* _Text provided_:
........
CHAPTER FIFTEEN


How to maintain your new-found focus

You now have a wealth of tools that will help you reach the goals you set, and in record time. In this chapter you’ll find useful techniques for maintaining your new-found focus. As you’ll discover, these include having a balanced life, allocating enough time for rest, exercise and recreation, and maintaining a playful and creative attitude to life and work. These are the secrets of the truly successful people who work to live, not live to work.

Is your life balanced?

At the outset, you saw how the 80/20 principle can be applied in order to bring you the results you want in all areas of your life. However, our world tends to define success in very narrow terms, mostly involving money and the appearance of glamour. This, despite the fact that most people who attain fame and fortune say it comes at a heavy price. That’s why many people end up putting all their efforts into career or business success and forget that they also have the tools with which to create a great family and personal life.
........
* _Supplied material_:
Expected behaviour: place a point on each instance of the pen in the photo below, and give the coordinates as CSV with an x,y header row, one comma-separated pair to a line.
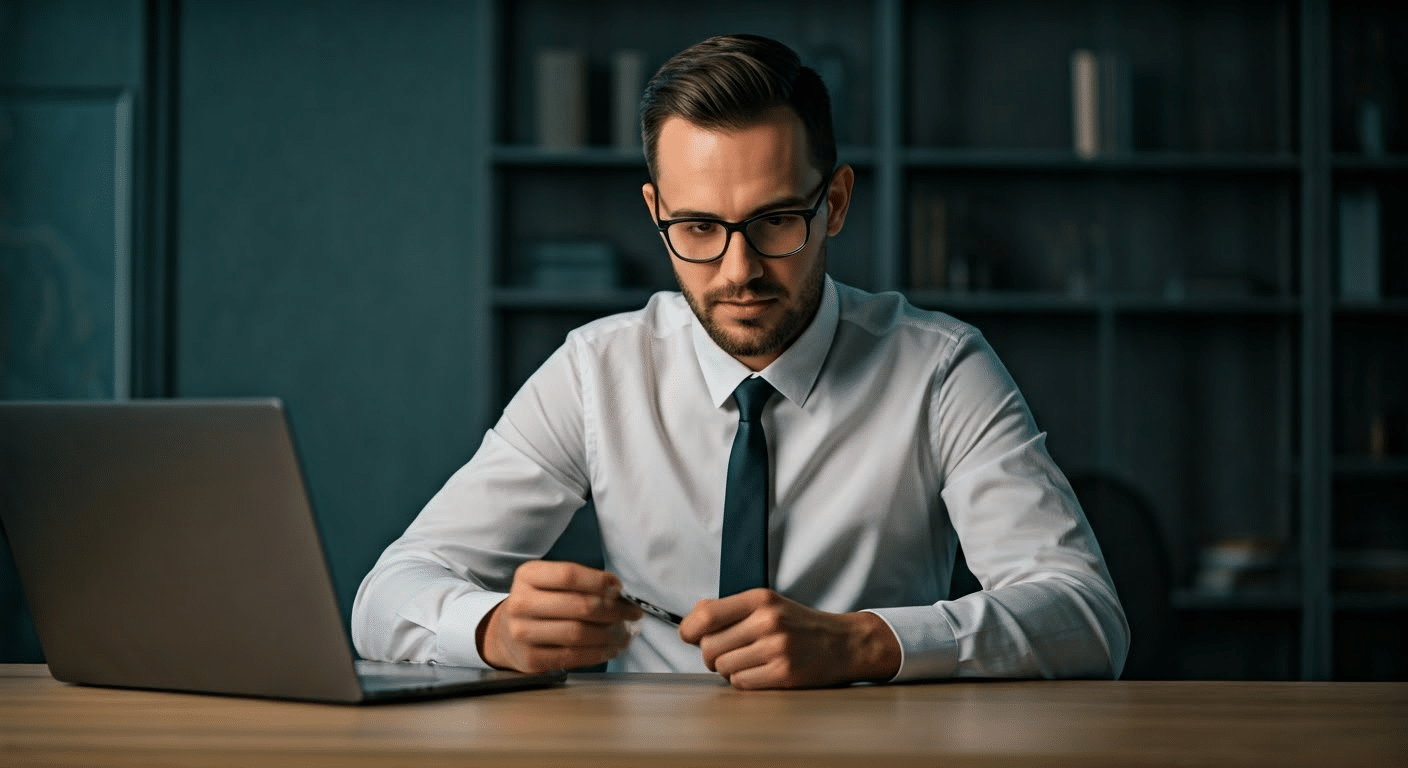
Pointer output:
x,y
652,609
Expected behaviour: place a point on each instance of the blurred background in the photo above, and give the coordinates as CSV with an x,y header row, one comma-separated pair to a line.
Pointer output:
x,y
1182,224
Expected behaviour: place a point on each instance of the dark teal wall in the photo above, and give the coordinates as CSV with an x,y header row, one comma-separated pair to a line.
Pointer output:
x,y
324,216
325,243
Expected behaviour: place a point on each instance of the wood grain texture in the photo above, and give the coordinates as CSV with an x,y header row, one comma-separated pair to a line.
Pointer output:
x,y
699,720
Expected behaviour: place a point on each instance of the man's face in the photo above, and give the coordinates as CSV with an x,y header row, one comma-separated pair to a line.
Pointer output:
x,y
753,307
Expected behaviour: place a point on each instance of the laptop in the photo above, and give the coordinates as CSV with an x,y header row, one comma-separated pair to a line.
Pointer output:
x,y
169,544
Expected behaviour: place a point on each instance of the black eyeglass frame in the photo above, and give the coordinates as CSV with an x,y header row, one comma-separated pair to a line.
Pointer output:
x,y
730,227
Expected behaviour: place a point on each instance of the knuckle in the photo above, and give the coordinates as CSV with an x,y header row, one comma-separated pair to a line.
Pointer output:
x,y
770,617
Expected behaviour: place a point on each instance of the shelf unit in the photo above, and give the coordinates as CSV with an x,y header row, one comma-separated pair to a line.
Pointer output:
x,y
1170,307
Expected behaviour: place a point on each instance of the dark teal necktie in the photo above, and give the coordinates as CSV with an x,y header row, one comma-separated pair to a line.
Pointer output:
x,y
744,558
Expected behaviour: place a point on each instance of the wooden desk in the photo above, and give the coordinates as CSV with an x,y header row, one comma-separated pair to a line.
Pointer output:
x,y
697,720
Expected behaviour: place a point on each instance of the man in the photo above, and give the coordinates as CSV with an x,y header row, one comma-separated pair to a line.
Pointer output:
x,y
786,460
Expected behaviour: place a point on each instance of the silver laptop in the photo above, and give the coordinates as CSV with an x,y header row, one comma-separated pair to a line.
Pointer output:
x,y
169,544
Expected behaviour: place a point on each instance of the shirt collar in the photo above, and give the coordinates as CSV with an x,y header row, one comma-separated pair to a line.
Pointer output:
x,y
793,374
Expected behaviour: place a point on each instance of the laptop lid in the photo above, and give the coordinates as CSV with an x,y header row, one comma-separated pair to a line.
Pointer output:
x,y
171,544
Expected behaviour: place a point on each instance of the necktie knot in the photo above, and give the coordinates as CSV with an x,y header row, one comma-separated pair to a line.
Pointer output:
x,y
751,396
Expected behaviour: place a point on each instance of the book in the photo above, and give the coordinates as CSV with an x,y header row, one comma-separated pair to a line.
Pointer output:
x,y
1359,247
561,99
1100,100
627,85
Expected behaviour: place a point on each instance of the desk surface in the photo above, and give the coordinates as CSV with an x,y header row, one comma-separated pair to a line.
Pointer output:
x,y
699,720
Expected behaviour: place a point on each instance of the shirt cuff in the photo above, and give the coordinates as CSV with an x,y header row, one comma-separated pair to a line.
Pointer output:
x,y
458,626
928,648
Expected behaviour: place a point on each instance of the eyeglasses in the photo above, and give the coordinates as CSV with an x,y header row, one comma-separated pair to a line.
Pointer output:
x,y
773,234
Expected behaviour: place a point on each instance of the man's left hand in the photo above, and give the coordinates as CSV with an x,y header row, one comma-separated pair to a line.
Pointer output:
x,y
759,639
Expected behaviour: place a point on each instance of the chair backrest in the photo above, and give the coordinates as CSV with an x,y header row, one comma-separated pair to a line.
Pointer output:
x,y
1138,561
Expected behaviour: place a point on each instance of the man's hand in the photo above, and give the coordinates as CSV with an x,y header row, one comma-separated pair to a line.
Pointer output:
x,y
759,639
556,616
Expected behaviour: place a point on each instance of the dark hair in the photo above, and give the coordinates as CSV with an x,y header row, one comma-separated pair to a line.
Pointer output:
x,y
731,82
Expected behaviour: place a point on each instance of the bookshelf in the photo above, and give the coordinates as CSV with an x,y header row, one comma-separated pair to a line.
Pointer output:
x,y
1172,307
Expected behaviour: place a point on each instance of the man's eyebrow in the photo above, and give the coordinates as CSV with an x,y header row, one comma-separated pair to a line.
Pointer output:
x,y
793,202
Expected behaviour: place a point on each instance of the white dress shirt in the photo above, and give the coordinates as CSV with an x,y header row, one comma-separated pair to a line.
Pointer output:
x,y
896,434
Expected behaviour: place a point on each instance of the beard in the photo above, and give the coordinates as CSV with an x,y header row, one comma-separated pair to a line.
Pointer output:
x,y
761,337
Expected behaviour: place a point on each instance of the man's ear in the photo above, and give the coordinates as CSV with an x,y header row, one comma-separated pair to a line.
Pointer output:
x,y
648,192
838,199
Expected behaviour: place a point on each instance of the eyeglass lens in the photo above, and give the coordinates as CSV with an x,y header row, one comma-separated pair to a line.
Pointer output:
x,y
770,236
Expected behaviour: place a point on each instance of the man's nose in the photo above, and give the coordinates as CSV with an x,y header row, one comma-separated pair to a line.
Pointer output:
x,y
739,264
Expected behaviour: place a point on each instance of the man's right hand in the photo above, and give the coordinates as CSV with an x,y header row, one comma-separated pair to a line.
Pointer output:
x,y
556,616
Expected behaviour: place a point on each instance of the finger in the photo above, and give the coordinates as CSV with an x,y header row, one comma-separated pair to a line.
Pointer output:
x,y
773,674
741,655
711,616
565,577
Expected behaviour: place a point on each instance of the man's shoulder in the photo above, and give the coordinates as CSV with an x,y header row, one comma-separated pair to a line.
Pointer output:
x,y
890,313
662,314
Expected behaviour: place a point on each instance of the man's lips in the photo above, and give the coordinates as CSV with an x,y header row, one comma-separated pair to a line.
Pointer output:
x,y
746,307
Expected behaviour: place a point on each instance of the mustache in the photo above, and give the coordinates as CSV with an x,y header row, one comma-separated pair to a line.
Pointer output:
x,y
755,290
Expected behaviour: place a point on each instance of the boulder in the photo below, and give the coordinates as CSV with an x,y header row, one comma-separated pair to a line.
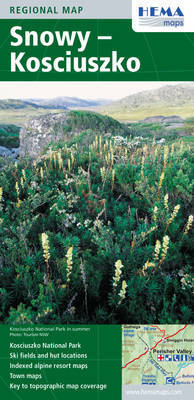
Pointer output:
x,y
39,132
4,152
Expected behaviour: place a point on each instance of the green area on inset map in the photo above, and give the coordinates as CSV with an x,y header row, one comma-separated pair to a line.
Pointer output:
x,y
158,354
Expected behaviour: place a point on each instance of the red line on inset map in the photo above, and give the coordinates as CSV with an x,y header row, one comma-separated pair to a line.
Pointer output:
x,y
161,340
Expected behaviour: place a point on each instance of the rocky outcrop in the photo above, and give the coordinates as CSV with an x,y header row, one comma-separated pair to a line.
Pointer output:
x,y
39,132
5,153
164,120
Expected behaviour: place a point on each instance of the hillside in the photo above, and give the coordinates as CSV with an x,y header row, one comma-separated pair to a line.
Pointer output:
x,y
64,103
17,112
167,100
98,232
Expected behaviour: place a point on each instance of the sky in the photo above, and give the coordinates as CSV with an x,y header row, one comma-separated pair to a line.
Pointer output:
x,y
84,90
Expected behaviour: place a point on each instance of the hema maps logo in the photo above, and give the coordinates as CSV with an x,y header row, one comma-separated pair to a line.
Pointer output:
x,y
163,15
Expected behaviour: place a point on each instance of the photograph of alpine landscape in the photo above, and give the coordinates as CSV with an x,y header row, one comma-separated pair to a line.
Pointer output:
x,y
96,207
........
* _What is being asked_: Set down, word for word, the passage of the chapter excerpt from "At the outset, you" up to and including "and personal life.". Rely solely on the chapter excerpt, not on the records.

* _Expected answer_:
At the outset, you saw how the 80/20 principle can be applied in order to bring you the results you want in all areas of your life. However, our world tends to define success in very narrow terms, mostly involving money and the appearance of glamour. This, despite the fact that most people who attain fame and fortune say it comes at a heavy price. That’s why many people end up putting all their efforts into career or business success and forget that they also have the tools with which to create a great family and personal life.